SUPPLIED INFORMATION section start

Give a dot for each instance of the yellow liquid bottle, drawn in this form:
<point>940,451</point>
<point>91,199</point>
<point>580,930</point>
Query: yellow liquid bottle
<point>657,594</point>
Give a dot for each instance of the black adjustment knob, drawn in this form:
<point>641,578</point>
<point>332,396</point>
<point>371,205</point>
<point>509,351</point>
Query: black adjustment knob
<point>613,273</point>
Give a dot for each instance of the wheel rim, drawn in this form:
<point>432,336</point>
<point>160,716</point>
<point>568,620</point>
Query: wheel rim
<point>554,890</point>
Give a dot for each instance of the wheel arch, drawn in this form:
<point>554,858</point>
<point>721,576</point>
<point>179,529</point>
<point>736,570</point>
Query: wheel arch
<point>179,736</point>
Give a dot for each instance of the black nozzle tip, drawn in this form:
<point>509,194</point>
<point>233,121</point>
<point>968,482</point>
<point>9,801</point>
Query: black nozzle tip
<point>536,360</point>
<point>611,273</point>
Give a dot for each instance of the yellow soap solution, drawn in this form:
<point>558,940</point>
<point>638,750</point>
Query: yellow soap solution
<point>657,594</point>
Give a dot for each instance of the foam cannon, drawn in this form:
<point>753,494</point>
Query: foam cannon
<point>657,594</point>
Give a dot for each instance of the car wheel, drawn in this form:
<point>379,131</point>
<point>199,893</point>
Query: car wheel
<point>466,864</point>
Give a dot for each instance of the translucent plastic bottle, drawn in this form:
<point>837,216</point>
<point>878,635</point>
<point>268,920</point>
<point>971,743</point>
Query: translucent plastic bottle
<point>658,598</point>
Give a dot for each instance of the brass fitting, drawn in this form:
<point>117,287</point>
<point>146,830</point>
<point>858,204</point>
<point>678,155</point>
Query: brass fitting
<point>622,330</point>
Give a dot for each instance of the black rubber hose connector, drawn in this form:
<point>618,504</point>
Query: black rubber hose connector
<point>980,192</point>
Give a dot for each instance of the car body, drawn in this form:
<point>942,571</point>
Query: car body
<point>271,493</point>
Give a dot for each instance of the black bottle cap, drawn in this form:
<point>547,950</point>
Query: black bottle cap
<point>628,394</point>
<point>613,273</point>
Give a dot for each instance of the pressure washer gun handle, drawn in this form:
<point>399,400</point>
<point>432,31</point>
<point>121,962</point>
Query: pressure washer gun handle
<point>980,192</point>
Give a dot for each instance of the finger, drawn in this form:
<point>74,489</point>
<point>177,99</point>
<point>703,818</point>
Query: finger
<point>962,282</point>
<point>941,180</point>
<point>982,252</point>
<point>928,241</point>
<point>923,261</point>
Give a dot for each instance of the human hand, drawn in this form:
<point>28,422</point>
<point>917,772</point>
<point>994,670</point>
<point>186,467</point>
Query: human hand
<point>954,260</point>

SUPPLIED INFORMATION section end

Every line from the first entry to the line containing "<point>371,205</point>" should be transcribed exactly, and nothing beyond it.

Give a dot for each instance of the yellow liquid bottle, drawn in this form:
<point>940,451</point>
<point>91,199</point>
<point>580,930</point>
Query: yellow liquid bottle
<point>657,594</point>
Give a dot for each instance of the black adjustment knob, drawn in this form:
<point>641,578</point>
<point>332,396</point>
<point>371,205</point>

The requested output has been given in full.